> **WHAT THE TASK ASKS**
Rewrite every one of the rows below with "image" changed to "photo" and nothing else altered. Omit the pictures from your version.

> **DATASET RECORDS**
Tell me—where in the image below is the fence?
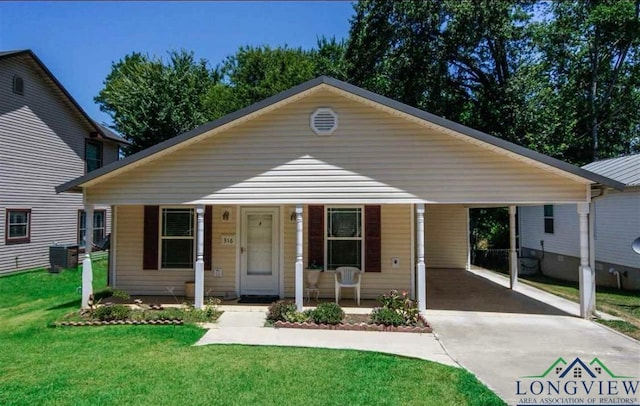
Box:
[471,249,509,273]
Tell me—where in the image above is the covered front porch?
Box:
[57,77,619,317]
[84,199,596,313]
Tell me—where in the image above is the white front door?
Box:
[240,207,280,295]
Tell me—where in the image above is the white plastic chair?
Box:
[335,266,362,306]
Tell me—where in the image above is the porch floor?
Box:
[105,268,577,315]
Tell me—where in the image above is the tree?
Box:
[346,0,531,142]
[95,50,219,155]
[206,37,346,118]
[536,0,640,164]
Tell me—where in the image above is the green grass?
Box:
[521,276,640,340]
[0,261,503,405]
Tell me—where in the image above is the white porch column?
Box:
[193,205,204,309]
[295,205,304,311]
[578,203,596,319]
[509,206,518,289]
[81,203,93,309]
[416,203,427,312]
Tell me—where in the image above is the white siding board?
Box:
[0,57,113,273]
[425,205,469,269]
[89,91,585,204]
[518,204,580,257]
[594,191,640,268]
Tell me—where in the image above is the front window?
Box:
[5,209,31,244]
[160,208,194,269]
[78,210,106,247]
[84,140,102,173]
[326,207,363,270]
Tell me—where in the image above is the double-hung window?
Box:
[78,210,106,246]
[325,207,364,270]
[84,140,102,173]
[544,204,554,234]
[5,209,31,244]
[160,208,195,269]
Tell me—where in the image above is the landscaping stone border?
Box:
[55,319,184,327]
[273,321,433,333]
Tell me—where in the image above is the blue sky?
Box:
[0,1,353,123]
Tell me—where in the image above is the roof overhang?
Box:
[0,49,130,144]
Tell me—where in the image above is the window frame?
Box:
[158,206,198,271]
[323,208,367,272]
[4,208,32,245]
[84,139,104,173]
[542,204,555,234]
[11,75,24,96]
[76,209,107,247]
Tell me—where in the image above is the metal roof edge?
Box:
[56,76,624,193]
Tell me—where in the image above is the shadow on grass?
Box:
[47,299,80,311]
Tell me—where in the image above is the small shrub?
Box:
[267,300,298,322]
[284,311,309,323]
[371,307,404,326]
[111,289,131,300]
[91,304,131,321]
[305,303,344,324]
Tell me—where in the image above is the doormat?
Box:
[238,295,280,304]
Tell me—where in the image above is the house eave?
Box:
[56,76,624,193]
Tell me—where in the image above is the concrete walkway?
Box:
[427,310,640,404]
[196,308,457,366]
[197,269,640,404]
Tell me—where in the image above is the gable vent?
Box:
[311,107,338,135]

> **SOLUTION TO THIS PROBLEM**
Tell me—where in the photo below is the fence?
Box:
[471,249,509,273]
Tell me—where in the photo above is the covered front porch?
Box:
[57,77,619,317]
[84,199,596,313]
Tell me—where in the photo above is the white front door?
Box:
[240,207,280,295]
Tell me—where in the photo above is the white plastic chair?
Box:
[335,266,362,306]
Tell me—where in the photo above is the porch floor?
Box:
[105,268,577,315]
Tell me—where in the photo above is the tree?
Box:
[346,0,531,142]
[95,50,219,155]
[206,37,346,118]
[536,0,640,164]
Tell me—where in the photo above is the green grass?
Box:
[521,276,640,340]
[0,261,503,405]
Tell me—where in the photo above is the white porch column?
Box:
[193,205,204,309]
[295,205,304,311]
[578,203,596,319]
[509,206,518,289]
[81,203,93,309]
[416,203,427,312]
Tell me—where in the photo above is the white siding board?
Box:
[0,57,113,273]
[425,205,469,269]
[89,91,585,204]
[518,204,580,257]
[594,191,640,268]
Tell me—where in the photo above is the front window?
Box:
[5,209,31,244]
[160,208,194,269]
[78,210,106,247]
[84,140,102,173]
[326,207,363,270]
Tell me—where in the photo above is the double-hung window?
Box:
[78,210,106,246]
[325,207,364,270]
[84,140,102,173]
[544,204,554,234]
[5,209,31,244]
[160,208,195,269]
Tell me—where in the photo above is the landscaping stone border?
Box:
[55,319,184,327]
[273,321,433,333]
Tell me—where in the photo above is the blue sky?
Box:
[0,1,353,123]
Tell me—where in the photo above is the roof overhang?
Box:
[0,49,130,144]
Tell me—where in the photo above is the window frame?
Box:
[158,206,198,271]
[323,208,367,272]
[4,208,32,245]
[84,139,104,173]
[542,204,555,234]
[11,75,24,96]
[76,209,107,247]
Tell me—where in the photo above is the metal roof edge?
Box:
[56,76,624,193]
Tell me—where in the photo above is the shadow on grass?
Box:
[47,299,80,311]
Tell me—where in the photo above is the small shrub?
Box:
[267,300,298,322]
[284,311,309,323]
[371,307,404,326]
[111,289,131,300]
[91,304,131,321]
[305,303,344,324]
Tell me—where in the photo above is the doormat?
Box:
[238,295,280,304]
Tell me—where in the photo above is the house eave?
Box:
[56,76,624,193]
Tell me—where in the photo above is the concrete walkway?
Box:
[427,310,640,404]
[196,308,457,366]
[197,269,640,404]
Tell me—where in the photo above is the gable vent?
Box:
[311,107,338,135]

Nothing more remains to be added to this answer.